Erdogan è il nostro soggetto d’indagine. La nostra guida è un libro intitolato Tecnica del colpo di Stato, l’autore è Curzio Malaparte.
Il libro uscì in Francia nel 1931 e subito divenne un testo maledetto, da bandire in tutti i paesi dove la libertà non esisteva o, meglio, era sbandierata come tale ma in realtà o era un feticcio o stava per soccombere. Nessuno degli uomini forti dell’epoca poteva consentirne la lettura. A loro Malaparte aveva riservato pagine scartavetrate, intrise di corrosiva ironia, un profondo scavo dei giacimenti infiammabili dell’anima. Erano profetiche analisi del carattere dispotico. Hitler lo odiava (e lo fece bruciare in piazza a Lipsia), Trockij pure, Mussolini lo percepiva come una minaccia sinistra. Attraversato dal fiume della storia, il libro di Malaparte era (è) un memento. Partiamo dal primo fatto, il golpe.

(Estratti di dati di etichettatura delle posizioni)

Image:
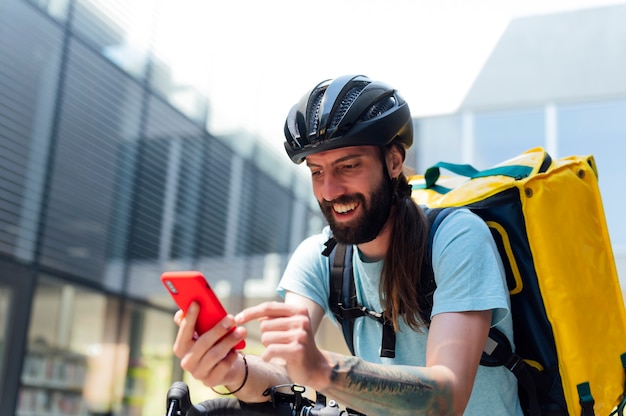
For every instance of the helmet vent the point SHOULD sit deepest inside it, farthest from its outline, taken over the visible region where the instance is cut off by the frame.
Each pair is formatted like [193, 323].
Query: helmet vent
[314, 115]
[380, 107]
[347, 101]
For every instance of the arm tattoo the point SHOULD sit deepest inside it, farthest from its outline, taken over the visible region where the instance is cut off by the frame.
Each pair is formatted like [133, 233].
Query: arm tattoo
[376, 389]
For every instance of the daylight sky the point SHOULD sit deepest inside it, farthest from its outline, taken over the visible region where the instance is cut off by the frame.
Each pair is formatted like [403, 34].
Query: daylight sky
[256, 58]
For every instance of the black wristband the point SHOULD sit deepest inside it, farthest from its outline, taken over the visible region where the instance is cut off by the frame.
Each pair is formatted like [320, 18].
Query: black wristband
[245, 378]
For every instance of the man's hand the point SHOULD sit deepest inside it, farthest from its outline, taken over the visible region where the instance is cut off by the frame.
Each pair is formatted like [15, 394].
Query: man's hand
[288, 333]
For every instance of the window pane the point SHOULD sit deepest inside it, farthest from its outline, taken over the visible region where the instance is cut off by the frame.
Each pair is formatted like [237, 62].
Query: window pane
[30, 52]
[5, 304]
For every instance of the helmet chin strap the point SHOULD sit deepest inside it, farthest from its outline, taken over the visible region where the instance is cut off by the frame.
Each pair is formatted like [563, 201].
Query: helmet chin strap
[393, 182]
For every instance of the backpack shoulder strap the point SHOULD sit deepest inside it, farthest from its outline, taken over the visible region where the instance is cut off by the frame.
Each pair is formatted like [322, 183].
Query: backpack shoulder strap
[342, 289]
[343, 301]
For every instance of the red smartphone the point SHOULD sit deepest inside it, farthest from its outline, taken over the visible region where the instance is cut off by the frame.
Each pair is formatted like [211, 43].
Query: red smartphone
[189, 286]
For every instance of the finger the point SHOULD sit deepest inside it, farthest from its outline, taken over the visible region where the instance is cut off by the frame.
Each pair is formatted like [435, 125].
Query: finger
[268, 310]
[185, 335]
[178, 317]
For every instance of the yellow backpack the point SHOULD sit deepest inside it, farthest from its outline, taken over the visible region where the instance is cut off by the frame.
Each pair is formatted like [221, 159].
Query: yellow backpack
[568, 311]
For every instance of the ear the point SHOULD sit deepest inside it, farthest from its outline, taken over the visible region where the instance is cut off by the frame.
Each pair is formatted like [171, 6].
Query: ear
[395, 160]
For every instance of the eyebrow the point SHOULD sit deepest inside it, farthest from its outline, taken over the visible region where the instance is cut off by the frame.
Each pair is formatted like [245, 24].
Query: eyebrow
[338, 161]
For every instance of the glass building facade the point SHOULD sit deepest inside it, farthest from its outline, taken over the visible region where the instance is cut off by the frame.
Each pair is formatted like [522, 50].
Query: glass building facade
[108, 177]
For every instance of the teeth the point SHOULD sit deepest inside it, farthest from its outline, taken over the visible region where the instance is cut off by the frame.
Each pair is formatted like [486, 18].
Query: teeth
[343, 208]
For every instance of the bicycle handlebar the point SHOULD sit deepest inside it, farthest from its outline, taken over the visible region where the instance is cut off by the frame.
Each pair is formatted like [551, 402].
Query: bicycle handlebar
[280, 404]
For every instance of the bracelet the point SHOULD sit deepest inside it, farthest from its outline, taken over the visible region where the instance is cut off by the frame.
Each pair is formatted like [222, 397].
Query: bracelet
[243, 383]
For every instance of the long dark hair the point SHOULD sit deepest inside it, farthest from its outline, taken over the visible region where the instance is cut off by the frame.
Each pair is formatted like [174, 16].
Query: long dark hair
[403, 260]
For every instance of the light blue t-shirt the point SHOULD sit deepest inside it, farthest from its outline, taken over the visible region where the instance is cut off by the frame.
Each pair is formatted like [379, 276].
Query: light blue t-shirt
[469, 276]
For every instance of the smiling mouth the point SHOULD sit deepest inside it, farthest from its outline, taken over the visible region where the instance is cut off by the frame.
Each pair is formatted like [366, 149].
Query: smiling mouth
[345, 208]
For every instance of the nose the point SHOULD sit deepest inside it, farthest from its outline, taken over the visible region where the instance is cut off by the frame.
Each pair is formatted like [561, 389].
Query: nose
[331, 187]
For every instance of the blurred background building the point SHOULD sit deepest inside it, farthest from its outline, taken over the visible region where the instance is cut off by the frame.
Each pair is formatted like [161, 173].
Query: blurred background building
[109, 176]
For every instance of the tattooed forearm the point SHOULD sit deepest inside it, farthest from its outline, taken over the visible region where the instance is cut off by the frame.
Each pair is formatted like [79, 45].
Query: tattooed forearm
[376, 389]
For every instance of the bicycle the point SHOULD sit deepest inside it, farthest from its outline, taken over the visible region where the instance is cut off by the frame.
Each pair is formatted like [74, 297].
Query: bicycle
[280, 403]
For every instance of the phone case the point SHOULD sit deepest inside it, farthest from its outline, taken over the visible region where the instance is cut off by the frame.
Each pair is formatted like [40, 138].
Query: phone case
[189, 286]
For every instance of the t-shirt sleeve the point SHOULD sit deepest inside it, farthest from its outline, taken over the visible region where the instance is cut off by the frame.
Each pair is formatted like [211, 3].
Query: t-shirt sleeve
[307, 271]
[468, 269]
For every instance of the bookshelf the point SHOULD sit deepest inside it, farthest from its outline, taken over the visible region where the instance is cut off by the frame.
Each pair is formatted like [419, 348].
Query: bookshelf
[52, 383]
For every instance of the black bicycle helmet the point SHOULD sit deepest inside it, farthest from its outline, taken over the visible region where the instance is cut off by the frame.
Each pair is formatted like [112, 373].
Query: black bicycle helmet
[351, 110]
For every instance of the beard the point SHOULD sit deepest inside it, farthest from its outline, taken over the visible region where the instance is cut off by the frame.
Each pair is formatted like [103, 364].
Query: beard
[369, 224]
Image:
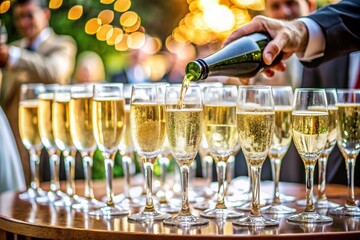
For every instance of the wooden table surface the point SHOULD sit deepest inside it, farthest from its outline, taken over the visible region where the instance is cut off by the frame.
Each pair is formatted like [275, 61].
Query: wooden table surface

- [CONSEGNA] Puoi riprodurre per intero e senza alcuna modifica la selezione su Tecnica del colpo di Stato?

- [SOLUZIONE DELL'ESERCIZIO]
Erdogan è il nostro soggetto d’indagine. La nostra guida è un libro intitolato Tecnica del colpo di Stato, l’autore è Curzio Malaparte.
Il libro uscì in Francia nel 1931 e subito divenne un testo maledetto, da bandire in tutti i paesi dove la libertà non esisteva o, meglio, era sbandierata come tale ma in realtà o era un feticcio o stava per soccombere. Nessuno degli uomini forti dell’epoca poteva consentirne la lettura. A loro Malaparte aveva riservato pagine scartavetrate, intrise di corrosiva ironia, un profondo scavo dei giacimenti infiammabili dell’anima. Erano profetiche analisi del carattere dispotico. Hitler lo odiava (e lo fece bruciare in piazza a Lipsia), Trockij pure, Mussolini lo percepiva come una minaccia sinistra. Attraversato dal fiume della storia, il libro di Malaparte era (è) un memento. Partiamo dal primo fatto, il golpe.